Convert all the rows below into a two-column CSV with the header instruction,coordinates, one line per row. Put each row's text and its answer in separate quoted fields, replacing line breaks with spaces.

(Records to process)

[BEGIN]

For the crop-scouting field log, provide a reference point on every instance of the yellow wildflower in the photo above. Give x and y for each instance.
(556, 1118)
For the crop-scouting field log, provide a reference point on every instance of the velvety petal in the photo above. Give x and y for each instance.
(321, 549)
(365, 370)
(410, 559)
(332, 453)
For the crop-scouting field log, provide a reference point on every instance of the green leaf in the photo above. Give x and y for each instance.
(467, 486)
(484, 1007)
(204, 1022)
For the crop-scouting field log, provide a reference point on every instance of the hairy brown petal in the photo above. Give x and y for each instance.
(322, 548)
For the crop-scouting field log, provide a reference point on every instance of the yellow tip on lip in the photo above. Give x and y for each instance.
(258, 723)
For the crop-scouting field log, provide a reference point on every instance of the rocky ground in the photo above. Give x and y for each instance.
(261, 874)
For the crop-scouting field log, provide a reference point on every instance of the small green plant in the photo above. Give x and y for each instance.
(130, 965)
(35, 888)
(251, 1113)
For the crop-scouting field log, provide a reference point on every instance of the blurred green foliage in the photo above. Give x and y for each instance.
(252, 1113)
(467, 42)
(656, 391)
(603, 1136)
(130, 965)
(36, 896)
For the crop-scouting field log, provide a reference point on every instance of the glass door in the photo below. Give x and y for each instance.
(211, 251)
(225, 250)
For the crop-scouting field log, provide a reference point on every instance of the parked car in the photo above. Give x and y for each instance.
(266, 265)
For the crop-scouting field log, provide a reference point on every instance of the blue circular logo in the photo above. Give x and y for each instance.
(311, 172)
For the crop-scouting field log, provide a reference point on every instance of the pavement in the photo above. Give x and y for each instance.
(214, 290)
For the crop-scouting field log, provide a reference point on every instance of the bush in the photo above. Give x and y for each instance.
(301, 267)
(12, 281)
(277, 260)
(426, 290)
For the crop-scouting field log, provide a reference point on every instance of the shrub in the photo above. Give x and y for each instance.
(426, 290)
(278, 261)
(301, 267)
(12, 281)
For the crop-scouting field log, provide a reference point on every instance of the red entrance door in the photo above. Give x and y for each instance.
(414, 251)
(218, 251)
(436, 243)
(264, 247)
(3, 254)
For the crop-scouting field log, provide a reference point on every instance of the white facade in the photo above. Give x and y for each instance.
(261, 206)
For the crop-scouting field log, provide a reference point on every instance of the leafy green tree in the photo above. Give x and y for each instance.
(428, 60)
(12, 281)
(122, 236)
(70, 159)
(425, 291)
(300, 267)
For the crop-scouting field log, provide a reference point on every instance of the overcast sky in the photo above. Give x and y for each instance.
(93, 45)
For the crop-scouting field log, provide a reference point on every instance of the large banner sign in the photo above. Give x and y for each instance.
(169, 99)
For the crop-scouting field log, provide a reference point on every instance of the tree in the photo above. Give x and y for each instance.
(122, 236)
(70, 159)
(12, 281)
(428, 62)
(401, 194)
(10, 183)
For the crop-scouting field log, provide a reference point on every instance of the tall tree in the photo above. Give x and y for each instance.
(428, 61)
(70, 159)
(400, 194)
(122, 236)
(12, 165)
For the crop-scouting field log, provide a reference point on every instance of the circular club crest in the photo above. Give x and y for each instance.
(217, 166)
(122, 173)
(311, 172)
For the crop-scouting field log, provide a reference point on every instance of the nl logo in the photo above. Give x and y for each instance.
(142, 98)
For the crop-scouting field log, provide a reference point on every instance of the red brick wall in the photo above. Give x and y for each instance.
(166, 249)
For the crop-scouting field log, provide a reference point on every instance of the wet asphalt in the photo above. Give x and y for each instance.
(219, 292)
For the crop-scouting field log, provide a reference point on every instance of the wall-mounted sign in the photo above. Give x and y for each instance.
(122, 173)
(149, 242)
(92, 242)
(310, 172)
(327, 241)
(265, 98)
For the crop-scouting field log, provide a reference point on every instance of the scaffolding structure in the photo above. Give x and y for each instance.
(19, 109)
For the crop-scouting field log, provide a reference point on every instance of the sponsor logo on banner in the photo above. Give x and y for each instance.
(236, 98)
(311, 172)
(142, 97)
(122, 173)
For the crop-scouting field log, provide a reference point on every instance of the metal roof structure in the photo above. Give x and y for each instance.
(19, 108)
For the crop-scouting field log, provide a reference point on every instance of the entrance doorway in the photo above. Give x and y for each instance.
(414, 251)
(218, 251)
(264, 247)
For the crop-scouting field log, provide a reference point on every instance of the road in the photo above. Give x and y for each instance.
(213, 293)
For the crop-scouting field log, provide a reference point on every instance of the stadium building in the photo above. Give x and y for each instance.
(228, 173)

[END]

(Result of the exercise)
instruction,coordinates
"For the crop-scouting field log, provide a reference point on every instance of the yellow wildflower in the photo above. Give x and y for each instance.","(556, 1118)"
"For the crop-scouting field log, provide a reference point on every instance of the velvety petal in the photo above. Give x and y for each instance.","(321, 549) (365, 370) (410, 559) (332, 453)"
"For the crop-scouting field log, provide a reference point on every instance of the green leaf in the photo above. Give x and y for each instance.","(467, 486) (484, 1007) (204, 1022)"
"For the crop-scouting field log, provide a reference point on every instance of the hairy brown petal in the photo above. Give x and y for each instance.","(322, 548)"
"For the crop-scouting field log, provide a reference point on every instance of the yellow tip on lip in the photo above. Give x and y for each instance.","(258, 723)"
"For the crop-scouting field log, provide a reference point on every instance of the rocky ground in the photo above. Give x and y for each instance.","(261, 874)"
"For the crop-scouting field log, provide a reference point on every instance of the small green plant in the photo above. Give x and y for each instance.","(130, 965) (35, 888) (251, 1113)"
"For the crop-scouting field log, provide a reference point on every instance of the blurred green foliage in the photo above. Give x and y for each instance.","(252, 1113) (467, 42) (656, 391) (603, 1136) (130, 965) (36, 896)"
"For the crop-scouting field log, provide a reference point on every instance of the glass door in the photo below. Give x and y for each instance.","(211, 251) (225, 250)"
"For the crop-scouting field log, provide a reference point on every instance of the parked car in the photo above. Give x and y for each instance.","(266, 265)"
"For the crop-scouting field log, provide a reference point on every instance of the blue circular logo in the photo above. Give x and y for each instance.","(311, 172)"
"For the crop-scouting field log, provide a reference point on every instance of the pavement in the photo above. Give x and y for each instance.","(214, 290)"
"For the crop-scouting field log, provide a reference point on every instance of the bush in the photo above. Give x and y for each instance.","(301, 267) (12, 281) (277, 260) (426, 290)"
"For the crop-scouting field log, provide a reference point on every instance of the shrub in the photo above. Give x and y for each instance.","(426, 290) (278, 261) (301, 267) (12, 281)"
"For the crop-scouting field log, provide a reference point on every instance of the red entrance door in the photo above. Give x and y for each instance.","(414, 251) (218, 251) (436, 243) (264, 247) (3, 254)"
"For the crop-scouting field log, provide a reference point on every instance of the white facade in the photo above. Give x and y for each instance.","(261, 206)"
"For the crop-scouting field log, provide a reference point on every instance of the leafy green tree in the photo above. Give x and y for each instance.","(428, 60) (12, 281) (122, 236) (70, 159) (425, 291) (300, 267)"
"For the crop-scouting field log, provide a reference point on every instance of the overcast sky in the photo above. Give x and y for each instance.","(93, 45)"
"For the crop-scouting field log, provide a reference point on every instance of the large banner sign in the photo above. Give x and y for each instance.","(169, 99)"
"For the crop-scouting field log, provide a reference point on every instance of the tree in the photo above. Give x and y for each instance.","(122, 236) (70, 159) (12, 281) (428, 62) (401, 194) (10, 183)"
"For the crop-scouting field log, provide a reference point on every instance of the tall tree in the photo above. Give x and y for each instance.","(428, 61) (70, 159) (400, 194) (122, 236) (12, 165)"
"For the crop-scouting field log, provide a reference point on every instance of the circular club crest in the photo above. Give x and y for each instance.","(217, 166) (122, 173) (311, 172)"
"For the crop-scouting field log, provide a reference point on every instance of the nl logo in the photo above. Give x and y for each instance.","(142, 98)"
"For the crop-scouting field log, provide a reference point on every instance of the red brick wall in the photo above. Give x and y for each instance.","(166, 249)"
"For the crop-scouting field log, provide a reference point on every instance of the wet asphalt in the photo above. Give x and y for each instance.","(219, 292)"
"For the crop-scouting field log, provide a reference point on every instance of the wall-mounted sign in the photo above. Give x and y for each instance.","(122, 173) (149, 242) (92, 242) (310, 172) (327, 241) (265, 98)"
"For the crop-scouting field log, provide a reference point on every instance of the scaffolding structure in the photo above. Give x and y for each instance.","(19, 109)"
"For the crop-scouting field log, provide a reference point on every instance of the sponsor logo on banner in the photo above. Give x and y for each instance.","(236, 98) (311, 172) (142, 97) (122, 173)"
"For the crop-scouting field log, provide a reference point on every instance of the metal roof structure in the photo above. Give x and y for each instance.","(19, 108)"
"For the crop-scouting field log, provide a reference point on every instance of the entrance doorway in the photo above. Give x and y for each instance.","(414, 251) (218, 251) (264, 247)"
"For the crop-scouting field log, provide a reference point on every instance of the road in the photo above. Give x and y for each instance.","(213, 293)"
"For the crop-scouting field log, provide a reference point on every instance of the stadium building in the photo above. Give x and y for each instance.","(228, 173)"